Can you write out all the lines below word for word, leaving the pictures out?

◆ Material provided:
%%
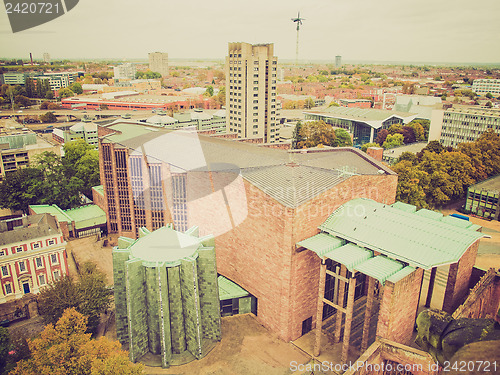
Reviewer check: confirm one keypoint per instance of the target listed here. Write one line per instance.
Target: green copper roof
(401, 234)
(230, 290)
(321, 243)
(379, 267)
(350, 255)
%%
◆ Reply to the exercise:
Reviewer check: confirm one keypoint per instance of the target listed here. Write one line per instance.
Target: green copper roof
(401, 234)
(230, 290)
(321, 243)
(379, 267)
(350, 255)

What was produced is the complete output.